== Required task ==
Render every line of the rows below as a JSON list of strings, one string per line, and leave out any blank lines.

== Supplied material ==
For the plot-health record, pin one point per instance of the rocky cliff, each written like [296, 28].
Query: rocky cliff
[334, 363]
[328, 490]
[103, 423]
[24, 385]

== Response ==
[
  "For the plot-health record, pin one point per instance of the rocky cliff, each written like [296, 28].",
  "Query: rocky cliff",
  "[334, 363]",
  "[328, 490]",
  "[103, 423]",
  "[24, 385]"
]